(Stored items)
"""
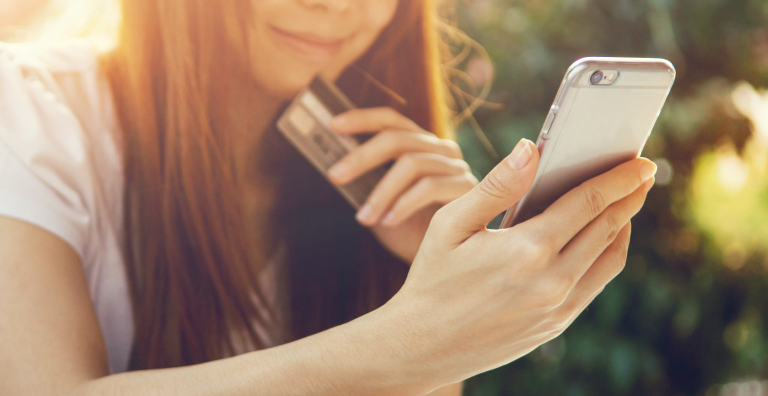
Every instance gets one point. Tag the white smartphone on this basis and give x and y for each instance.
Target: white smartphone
(601, 117)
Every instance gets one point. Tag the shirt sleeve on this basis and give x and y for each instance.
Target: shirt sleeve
(45, 174)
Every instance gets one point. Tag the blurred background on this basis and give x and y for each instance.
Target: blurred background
(689, 315)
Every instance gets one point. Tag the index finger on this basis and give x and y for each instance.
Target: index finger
(372, 120)
(577, 208)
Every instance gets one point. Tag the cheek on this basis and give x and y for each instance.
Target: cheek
(374, 17)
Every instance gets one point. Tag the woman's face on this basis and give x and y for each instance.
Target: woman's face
(294, 40)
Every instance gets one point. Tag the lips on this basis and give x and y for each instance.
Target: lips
(309, 45)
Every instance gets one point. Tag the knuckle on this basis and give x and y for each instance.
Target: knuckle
(408, 161)
(391, 112)
(461, 165)
(428, 183)
(594, 201)
(494, 187)
(452, 148)
(533, 251)
(620, 257)
(611, 227)
(441, 220)
(387, 140)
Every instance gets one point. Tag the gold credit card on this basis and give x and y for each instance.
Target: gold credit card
(306, 124)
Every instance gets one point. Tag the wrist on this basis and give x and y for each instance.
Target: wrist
(379, 350)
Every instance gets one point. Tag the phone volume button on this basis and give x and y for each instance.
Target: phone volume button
(548, 124)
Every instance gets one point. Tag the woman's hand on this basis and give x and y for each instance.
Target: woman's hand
(428, 172)
(476, 299)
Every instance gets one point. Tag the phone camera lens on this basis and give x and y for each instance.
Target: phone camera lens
(596, 78)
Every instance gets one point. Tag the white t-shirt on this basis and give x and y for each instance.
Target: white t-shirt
(61, 170)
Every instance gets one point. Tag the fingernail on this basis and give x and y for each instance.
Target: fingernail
(389, 219)
(649, 184)
(338, 172)
(365, 214)
(521, 155)
(338, 121)
(647, 171)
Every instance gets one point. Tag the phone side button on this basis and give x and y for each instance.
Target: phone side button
(548, 125)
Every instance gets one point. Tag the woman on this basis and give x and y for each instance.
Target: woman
(159, 237)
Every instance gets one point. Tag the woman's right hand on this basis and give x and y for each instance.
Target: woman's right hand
(476, 299)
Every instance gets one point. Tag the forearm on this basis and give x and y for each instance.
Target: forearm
(356, 358)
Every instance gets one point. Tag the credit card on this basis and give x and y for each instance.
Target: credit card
(306, 124)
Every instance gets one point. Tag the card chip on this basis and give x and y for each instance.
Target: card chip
(306, 125)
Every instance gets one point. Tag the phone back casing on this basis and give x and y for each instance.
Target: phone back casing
(591, 129)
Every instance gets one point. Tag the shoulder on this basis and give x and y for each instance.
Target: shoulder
(58, 150)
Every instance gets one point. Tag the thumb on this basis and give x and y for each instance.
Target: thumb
(503, 187)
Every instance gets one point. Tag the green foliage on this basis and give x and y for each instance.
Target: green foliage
(682, 318)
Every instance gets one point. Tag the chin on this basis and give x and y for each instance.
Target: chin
(285, 83)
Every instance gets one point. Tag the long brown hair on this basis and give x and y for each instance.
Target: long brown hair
(192, 261)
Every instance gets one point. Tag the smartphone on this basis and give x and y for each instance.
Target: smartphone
(602, 117)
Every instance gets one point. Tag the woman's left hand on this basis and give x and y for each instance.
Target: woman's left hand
(428, 172)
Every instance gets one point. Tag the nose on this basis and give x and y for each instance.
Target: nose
(330, 5)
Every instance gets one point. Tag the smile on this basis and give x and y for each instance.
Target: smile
(309, 45)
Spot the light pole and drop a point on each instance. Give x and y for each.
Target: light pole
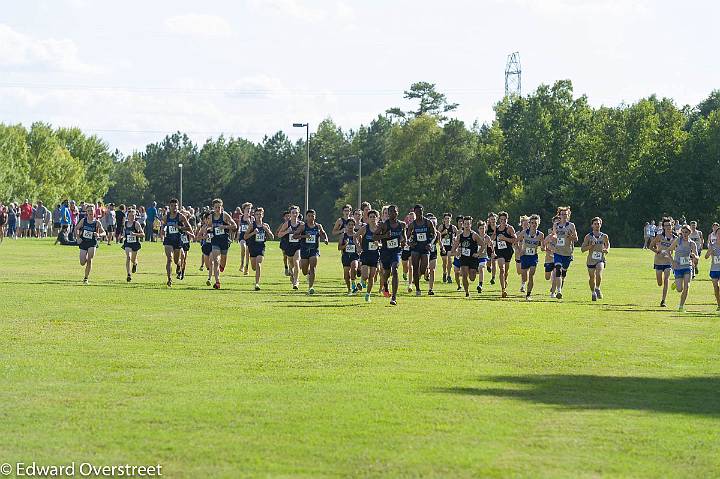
(307, 169)
(180, 166)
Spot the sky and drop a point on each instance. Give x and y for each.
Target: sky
(133, 71)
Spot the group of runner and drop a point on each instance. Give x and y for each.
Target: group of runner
(377, 248)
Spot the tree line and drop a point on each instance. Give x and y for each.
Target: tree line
(629, 163)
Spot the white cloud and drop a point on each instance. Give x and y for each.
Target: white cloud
(198, 24)
(26, 52)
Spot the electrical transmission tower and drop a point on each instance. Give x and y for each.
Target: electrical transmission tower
(513, 75)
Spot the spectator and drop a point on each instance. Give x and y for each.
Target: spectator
(152, 214)
(39, 219)
(25, 217)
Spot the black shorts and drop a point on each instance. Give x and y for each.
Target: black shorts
(505, 253)
(469, 262)
(257, 250)
(348, 258)
(133, 246)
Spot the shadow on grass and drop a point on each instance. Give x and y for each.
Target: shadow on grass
(689, 395)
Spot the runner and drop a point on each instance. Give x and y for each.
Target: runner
(392, 234)
(662, 263)
(697, 236)
(246, 220)
(185, 238)
(370, 254)
(309, 234)
(466, 250)
(293, 248)
(565, 238)
(713, 253)
(284, 241)
(339, 226)
(255, 238)
(349, 257)
(549, 248)
(110, 221)
(421, 235)
(133, 232)
(87, 233)
(205, 232)
(222, 224)
(485, 252)
(405, 255)
(504, 238)
(459, 220)
(597, 245)
(530, 241)
(432, 260)
(685, 251)
(173, 222)
(517, 247)
(447, 232)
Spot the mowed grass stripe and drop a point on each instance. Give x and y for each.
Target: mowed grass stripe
(240, 383)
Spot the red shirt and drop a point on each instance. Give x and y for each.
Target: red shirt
(25, 211)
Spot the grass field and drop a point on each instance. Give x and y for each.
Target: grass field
(236, 383)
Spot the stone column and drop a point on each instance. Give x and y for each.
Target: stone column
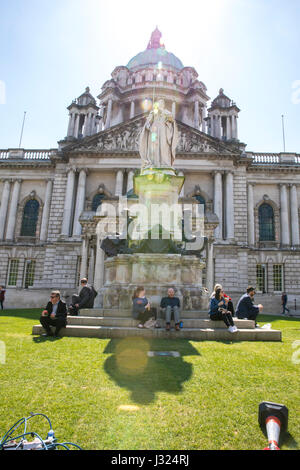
(251, 230)
(79, 202)
(284, 216)
(86, 125)
(99, 267)
(132, 109)
(204, 114)
(212, 126)
(108, 116)
(4, 206)
(119, 183)
(130, 180)
(218, 203)
(196, 115)
(46, 212)
(68, 203)
(210, 265)
(182, 190)
(228, 128)
(13, 210)
(229, 206)
(174, 109)
(71, 125)
(218, 131)
(234, 127)
(76, 127)
(91, 265)
(294, 215)
(84, 257)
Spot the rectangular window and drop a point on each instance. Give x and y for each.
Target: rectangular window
(29, 273)
(77, 280)
(278, 277)
(13, 272)
(261, 278)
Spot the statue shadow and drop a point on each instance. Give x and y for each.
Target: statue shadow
(44, 339)
(285, 439)
(130, 367)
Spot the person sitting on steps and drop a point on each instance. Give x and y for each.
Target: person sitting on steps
(169, 305)
(230, 306)
(141, 308)
(85, 299)
(219, 310)
(246, 309)
(55, 314)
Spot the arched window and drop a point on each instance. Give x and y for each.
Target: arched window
(200, 200)
(266, 223)
(97, 201)
(30, 218)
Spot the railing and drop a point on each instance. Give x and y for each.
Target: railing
(269, 158)
(4, 154)
(37, 155)
(21, 154)
(274, 158)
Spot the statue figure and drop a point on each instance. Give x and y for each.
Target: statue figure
(159, 138)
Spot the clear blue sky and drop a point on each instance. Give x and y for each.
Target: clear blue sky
(50, 50)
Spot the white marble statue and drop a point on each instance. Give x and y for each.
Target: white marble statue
(159, 138)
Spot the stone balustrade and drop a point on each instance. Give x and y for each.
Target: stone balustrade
(21, 154)
(274, 158)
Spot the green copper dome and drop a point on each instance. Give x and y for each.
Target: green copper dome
(154, 54)
(153, 57)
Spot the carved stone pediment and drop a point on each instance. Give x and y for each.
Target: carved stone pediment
(125, 138)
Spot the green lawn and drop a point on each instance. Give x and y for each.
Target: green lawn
(206, 399)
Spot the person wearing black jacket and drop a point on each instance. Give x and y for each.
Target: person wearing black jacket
(85, 299)
(245, 308)
(55, 314)
(169, 305)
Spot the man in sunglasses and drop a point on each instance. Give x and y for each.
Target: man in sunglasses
(55, 314)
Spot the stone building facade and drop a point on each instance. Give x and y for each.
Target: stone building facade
(49, 197)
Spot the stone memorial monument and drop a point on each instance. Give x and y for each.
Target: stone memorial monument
(158, 260)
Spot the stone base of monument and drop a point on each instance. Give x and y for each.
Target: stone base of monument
(156, 273)
(99, 323)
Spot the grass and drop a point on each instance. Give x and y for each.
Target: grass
(107, 394)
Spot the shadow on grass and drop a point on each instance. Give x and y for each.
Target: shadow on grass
(29, 314)
(43, 339)
(130, 367)
(275, 318)
(285, 439)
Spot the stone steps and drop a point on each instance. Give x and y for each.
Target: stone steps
(200, 334)
(96, 312)
(132, 323)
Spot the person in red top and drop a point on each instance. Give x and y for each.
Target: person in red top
(2, 296)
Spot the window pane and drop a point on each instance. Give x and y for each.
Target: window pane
(30, 217)
(277, 276)
(29, 273)
(13, 272)
(97, 201)
(266, 223)
(261, 278)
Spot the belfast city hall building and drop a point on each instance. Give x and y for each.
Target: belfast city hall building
(50, 197)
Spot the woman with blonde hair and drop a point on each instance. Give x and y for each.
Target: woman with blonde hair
(230, 306)
(141, 308)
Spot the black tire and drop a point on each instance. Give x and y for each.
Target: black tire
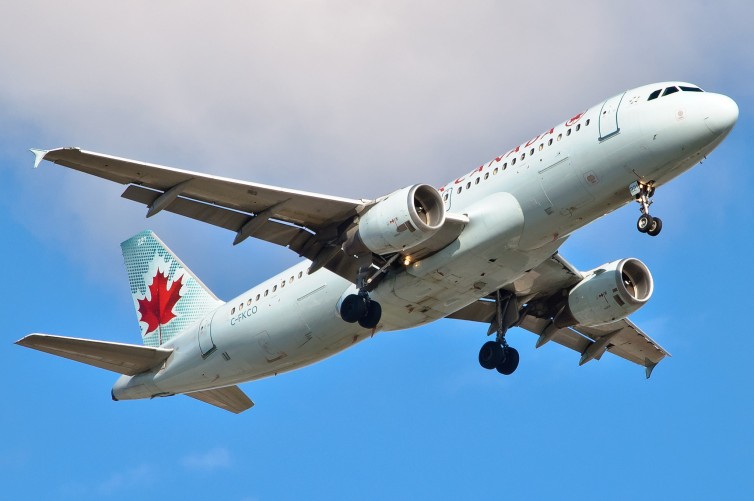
(353, 308)
(656, 227)
(644, 223)
(510, 363)
(372, 317)
(491, 355)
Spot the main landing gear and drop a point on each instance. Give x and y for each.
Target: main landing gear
(497, 354)
(360, 308)
(646, 223)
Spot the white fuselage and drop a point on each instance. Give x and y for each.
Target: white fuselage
(521, 207)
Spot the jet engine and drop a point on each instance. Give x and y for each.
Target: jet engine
(611, 292)
(402, 220)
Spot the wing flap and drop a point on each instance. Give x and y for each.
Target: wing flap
(122, 358)
(230, 398)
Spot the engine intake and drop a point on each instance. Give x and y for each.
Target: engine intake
(402, 220)
(607, 294)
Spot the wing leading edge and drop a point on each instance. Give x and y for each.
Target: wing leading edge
(310, 224)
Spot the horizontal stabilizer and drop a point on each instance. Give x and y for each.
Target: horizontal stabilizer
(230, 398)
(122, 358)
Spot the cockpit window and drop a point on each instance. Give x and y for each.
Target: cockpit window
(670, 90)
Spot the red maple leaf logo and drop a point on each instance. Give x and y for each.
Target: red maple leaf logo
(159, 310)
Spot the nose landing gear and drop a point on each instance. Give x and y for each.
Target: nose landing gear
(643, 192)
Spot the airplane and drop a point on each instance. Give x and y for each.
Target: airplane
(482, 248)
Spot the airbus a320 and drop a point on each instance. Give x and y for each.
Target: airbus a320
(482, 248)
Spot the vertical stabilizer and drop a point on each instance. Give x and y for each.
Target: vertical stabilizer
(167, 296)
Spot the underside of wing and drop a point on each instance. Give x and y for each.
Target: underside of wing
(312, 225)
(230, 398)
(122, 358)
(547, 284)
(297, 207)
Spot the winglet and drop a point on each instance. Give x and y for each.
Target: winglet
(649, 367)
(39, 155)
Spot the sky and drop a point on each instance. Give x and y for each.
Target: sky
(356, 99)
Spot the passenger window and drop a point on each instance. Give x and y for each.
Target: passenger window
(670, 90)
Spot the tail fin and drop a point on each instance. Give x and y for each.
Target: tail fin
(167, 296)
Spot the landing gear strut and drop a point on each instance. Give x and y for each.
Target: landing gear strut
(360, 308)
(643, 192)
(497, 354)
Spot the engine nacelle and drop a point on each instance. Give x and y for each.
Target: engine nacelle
(403, 219)
(609, 293)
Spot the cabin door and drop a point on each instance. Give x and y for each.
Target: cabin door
(608, 121)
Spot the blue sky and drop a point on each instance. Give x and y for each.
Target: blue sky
(357, 99)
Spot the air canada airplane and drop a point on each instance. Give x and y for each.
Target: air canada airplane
(482, 248)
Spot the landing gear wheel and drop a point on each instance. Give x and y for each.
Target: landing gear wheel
(372, 317)
(353, 308)
(655, 228)
(644, 223)
(510, 362)
(491, 355)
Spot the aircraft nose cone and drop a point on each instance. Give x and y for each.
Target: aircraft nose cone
(722, 114)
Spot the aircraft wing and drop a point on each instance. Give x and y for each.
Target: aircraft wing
(310, 224)
(129, 359)
(230, 398)
(622, 338)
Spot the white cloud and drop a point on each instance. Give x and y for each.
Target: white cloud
(352, 99)
(214, 459)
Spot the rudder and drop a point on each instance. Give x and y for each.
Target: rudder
(167, 296)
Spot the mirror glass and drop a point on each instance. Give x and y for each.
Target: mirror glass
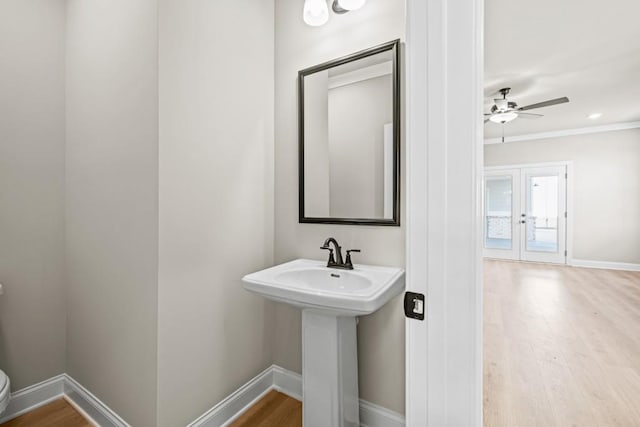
(349, 139)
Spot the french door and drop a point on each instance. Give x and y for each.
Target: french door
(525, 213)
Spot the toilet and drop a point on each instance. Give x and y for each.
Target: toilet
(5, 389)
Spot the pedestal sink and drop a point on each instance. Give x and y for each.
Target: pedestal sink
(330, 300)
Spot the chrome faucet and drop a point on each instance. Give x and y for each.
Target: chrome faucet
(337, 262)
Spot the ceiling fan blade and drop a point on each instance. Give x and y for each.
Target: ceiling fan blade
(545, 104)
(529, 115)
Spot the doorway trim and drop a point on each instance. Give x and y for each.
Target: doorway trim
(569, 196)
(444, 159)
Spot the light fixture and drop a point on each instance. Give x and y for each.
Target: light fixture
(342, 6)
(503, 117)
(315, 12)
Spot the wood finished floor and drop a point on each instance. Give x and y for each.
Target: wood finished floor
(58, 413)
(273, 410)
(561, 346)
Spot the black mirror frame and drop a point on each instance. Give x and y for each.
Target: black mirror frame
(393, 46)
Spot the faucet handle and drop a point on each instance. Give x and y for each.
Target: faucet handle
(348, 260)
(331, 259)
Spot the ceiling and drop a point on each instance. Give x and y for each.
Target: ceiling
(586, 50)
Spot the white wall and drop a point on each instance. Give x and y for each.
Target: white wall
(216, 200)
(606, 188)
(32, 310)
(381, 335)
(112, 202)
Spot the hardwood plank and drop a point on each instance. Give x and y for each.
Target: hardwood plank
(561, 346)
(58, 413)
(275, 409)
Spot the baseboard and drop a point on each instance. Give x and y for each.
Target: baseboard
(372, 415)
(90, 406)
(62, 386)
(32, 397)
(236, 403)
(289, 383)
(605, 265)
(99, 414)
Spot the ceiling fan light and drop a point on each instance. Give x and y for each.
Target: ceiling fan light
(315, 12)
(504, 117)
(351, 4)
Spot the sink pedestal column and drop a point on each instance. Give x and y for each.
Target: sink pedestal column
(329, 370)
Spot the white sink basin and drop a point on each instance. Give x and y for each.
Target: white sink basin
(330, 300)
(310, 284)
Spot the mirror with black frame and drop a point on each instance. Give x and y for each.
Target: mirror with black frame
(349, 139)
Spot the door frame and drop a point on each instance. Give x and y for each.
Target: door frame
(444, 161)
(514, 253)
(569, 197)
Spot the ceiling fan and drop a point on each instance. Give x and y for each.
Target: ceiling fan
(503, 111)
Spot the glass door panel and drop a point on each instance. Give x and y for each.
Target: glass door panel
(498, 213)
(501, 205)
(525, 213)
(542, 213)
(543, 219)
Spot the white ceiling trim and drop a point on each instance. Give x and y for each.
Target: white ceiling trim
(564, 132)
(362, 74)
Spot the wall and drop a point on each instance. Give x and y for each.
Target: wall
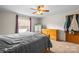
(57, 22)
(8, 20)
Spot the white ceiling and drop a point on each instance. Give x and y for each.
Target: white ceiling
(26, 9)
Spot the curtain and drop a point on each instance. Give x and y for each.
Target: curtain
(16, 27)
(68, 22)
(77, 18)
(74, 24)
(30, 24)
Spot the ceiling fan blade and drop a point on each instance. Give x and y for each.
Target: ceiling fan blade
(34, 12)
(34, 8)
(45, 10)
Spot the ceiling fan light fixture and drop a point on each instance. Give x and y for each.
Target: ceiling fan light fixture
(39, 10)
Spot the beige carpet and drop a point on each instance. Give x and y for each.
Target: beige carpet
(64, 47)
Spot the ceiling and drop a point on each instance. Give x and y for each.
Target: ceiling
(26, 9)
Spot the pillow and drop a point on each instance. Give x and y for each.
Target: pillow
(8, 40)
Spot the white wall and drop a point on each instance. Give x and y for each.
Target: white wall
(57, 22)
(7, 22)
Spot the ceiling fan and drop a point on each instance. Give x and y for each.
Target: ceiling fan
(39, 10)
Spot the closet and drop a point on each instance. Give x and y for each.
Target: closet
"""
■ **PROBLEM TO SOLVE**: Treat the line with "Target: person in red top" as the start and the line with "Spot the wing flap" as the end, and return exactly that span of the data above, both ends included, without pictures.

■ **ANSWER FOR THE TASK**:
Target: person in red top
(2, 296)
Spot the window pane and drop a point on each instance. Give x and y for each.
Target: window pane
(30, 217)
(277, 276)
(29, 273)
(13, 272)
(97, 201)
(266, 223)
(261, 278)
Spot the belfast city hall building and drop a point on each instance. Give x and y for each.
Target: belfast city hall building
(50, 197)
Spot the woman with blonde hair and drop a point on each instance. Give x and y for each.
Target: woman with blonde hair
(230, 306)
(141, 308)
Spot the black tire and drop a point on each instance. Give x and y for each.
Target: black tire
(353, 308)
(656, 227)
(644, 223)
(510, 363)
(372, 317)
(491, 355)
Spot the main landing gear and drop a point on each instance. Give x and y for each.
Target: main landing gear
(497, 354)
(360, 308)
(646, 223)
Spot the white fuselage and drop a point on each instance. Give x and y for each.
Target: white fuselage
(521, 207)
Spot the jet engine and drop a point on each instance. Give x and y for each.
Target: jet engine
(611, 292)
(402, 220)
Spot the wing flap and drop a point on each instance. Give x and y for each.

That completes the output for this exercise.